* _Problem details_
Word for word, print every entry below.

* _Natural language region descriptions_
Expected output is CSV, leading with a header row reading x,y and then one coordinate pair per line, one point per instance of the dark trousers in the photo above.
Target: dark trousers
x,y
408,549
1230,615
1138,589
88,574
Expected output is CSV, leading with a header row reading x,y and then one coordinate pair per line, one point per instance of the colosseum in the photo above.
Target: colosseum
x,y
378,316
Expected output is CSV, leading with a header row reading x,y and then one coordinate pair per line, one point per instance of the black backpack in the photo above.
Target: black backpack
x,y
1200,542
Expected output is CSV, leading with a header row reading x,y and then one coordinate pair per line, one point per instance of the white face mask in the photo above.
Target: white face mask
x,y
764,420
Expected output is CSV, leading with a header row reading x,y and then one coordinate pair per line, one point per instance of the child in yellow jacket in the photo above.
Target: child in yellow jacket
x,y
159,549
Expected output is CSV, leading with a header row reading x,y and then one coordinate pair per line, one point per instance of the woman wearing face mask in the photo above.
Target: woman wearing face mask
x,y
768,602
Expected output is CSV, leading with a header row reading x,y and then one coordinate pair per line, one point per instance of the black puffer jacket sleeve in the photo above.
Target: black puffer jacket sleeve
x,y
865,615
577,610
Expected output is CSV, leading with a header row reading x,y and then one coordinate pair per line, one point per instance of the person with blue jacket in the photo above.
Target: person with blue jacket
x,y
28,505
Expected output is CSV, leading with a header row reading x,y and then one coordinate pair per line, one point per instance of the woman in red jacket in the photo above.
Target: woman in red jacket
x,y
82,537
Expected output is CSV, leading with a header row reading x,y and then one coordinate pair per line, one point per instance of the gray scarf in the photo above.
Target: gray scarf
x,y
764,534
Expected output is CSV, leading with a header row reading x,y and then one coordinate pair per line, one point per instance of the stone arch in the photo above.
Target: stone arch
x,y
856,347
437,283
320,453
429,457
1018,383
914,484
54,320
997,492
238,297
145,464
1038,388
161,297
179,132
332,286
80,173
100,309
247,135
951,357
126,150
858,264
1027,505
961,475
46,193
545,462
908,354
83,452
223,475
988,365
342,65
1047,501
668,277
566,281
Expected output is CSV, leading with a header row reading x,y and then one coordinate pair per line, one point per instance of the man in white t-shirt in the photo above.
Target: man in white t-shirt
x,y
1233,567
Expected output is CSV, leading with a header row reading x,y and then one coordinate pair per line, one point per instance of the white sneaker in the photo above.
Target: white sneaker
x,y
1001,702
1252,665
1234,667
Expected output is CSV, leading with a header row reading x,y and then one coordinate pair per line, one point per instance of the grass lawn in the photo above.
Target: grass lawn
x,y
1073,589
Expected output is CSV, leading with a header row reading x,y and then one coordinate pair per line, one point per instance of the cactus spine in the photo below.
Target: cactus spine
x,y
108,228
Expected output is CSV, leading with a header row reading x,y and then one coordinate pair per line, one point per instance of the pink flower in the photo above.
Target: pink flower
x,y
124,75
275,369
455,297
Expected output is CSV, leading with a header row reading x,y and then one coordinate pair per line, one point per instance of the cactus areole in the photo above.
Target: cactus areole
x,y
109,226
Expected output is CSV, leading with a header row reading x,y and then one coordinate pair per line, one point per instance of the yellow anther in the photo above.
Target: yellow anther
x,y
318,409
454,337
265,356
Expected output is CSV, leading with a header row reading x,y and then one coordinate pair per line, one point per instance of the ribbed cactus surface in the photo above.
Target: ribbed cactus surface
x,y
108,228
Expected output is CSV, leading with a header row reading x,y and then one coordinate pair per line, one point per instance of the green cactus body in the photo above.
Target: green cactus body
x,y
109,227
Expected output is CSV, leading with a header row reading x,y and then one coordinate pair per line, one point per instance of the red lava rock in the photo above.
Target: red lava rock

* _Solution to the problem_
Expected output is CSV, leading with a header row reading x,y and then one coordinate pair per line, one point per instance of the dark trousers in the photo above.
Target: dark trousers
x,y
408,549
1230,615
1138,589
88,574
Expected output is CSV, leading with a header row reading x,y and then one coordinate pair per line, one point per instance of the colosseum in the photo above.
Target: colosseum
x,y
378,316
Expected output is CSV, leading with a header row reading x,y and then one coordinate pair per line, one point per instance of the black backpack in the photo above.
Target: black backpack
x,y
1200,542
Expected output is CSV, leading with a header row reading x,y and then one coordinate pair per line, one point per instance of the white face mask in the photo above.
Target: white face mask
x,y
764,420
Expected output is CSV, leading with a header row reading x,y and then one coordinate pair per line, one point per instance of the child in yellow jacket in the photo above.
Target: child in yellow jacket
x,y
159,549
Expected output is CSV, leading with a header row reading x,y and then one coordinate pair per line, one point per instance of the woman wearing face mask in the photo above.
Target: woman wearing face mask
x,y
768,602
Expected output is CSV, leading with a header row reading x,y and then one coordinate pair per line, one point per instance of the black puffer jacket sleeve in the photo above.
Target: black puffer jacket sleeve
x,y
865,615
577,610
Expected output is CSV, leading with a header row reading x,y and then one coordinate pair per line, one point per instance of the person with blue jacket in the photo above.
Target: person with blue jacket
x,y
28,505
Expected output is CSV, leading with a header row reading x,y and then one coordinate pair per line, one point per instance of the woman in red jacket in the photo above.
Target: woman in red jacket
x,y
82,537
Expected output is CSV, leading with a header row reading x,y and then one coordinate pair per line, one point per instance of the gray scarf in the photo above.
Target: gray scarf
x,y
764,534
Expected output is CSV, leading with a header row reading x,y and then one coordinate pair per line, one point per instance of the stone arch in the photo above.
Target: stone arch
x,y
856,347
437,283
320,453
429,457
1018,383
914,484
54,320
997,492
238,297
145,464
1038,388
161,297
179,132
332,286
80,173
100,309
247,135
951,357
126,150
858,264
1027,505
961,475
46,193
545,462
908,354
83,452
223,475
988,365
342,65
1047,501
668,277
566,281
Expected output is CSV, leading with a header row reading x,y and then one coordinate pair per line, one point per instance of the man in white t-shirt in the photo above.
Target: man in white t-shirt
x,y
1233,567
Expected output is CSV, leading with a header row reading x,y and then one coordinate pair per line, one point per instance of the white sneaker in the photo above.
Target: white sneaker
x,y
1001,702
1252,665
1234,667
Expected output is CSV, leading with a header row reading x,y and then one coordinate pair per line, one point per instance of the grass lawn in the photo above.
Target: grass lawn
x,y
1073,589
Expected output is CSV, leading with a header row reading x,y and then one coordinate pair per line, one point per instance of the cactus spine in the photo below.
Target: cactus spine
x,y
108,228
Expected output is CSV, leading with a header row reading x,y and then one coordinate pair per line, one point per instance of the pink flower in the photo above.
Target: pink flower
x,y
124,75
275,369
455,297
Expected output is CSV, leading with a header row reading x,y and then one coordinate pair per line, one point per instance of the cactus areole in the photo above.
Target: cactus areole
x,y
109,226
Expected output is CSV, leading with a header row reading x,y and then one coordinate pair per line, one point per instance of the yellow anther in the photo above.
Target: yellow anther
x,y
318,409
454,337
265,356
Expected output is CSV, leading with a header row reading x,y and then one coordinate pair per line, one point per instance of the ribbed cactus surface in the photo above.
Target: ribbed cactus surface
x,y
108,228
Expected output is CSV, leading with a header row reading x,y and then one coordinate pair per line, one point per instance of the green cactus body in the photo above.
Target: green cactus body
x,y
109,227
Expected output is CSV, leading with a header row reading x,y and then one coordinate pair per line, one point per instance of the red lava rock in the photo above.
Target: red lava rock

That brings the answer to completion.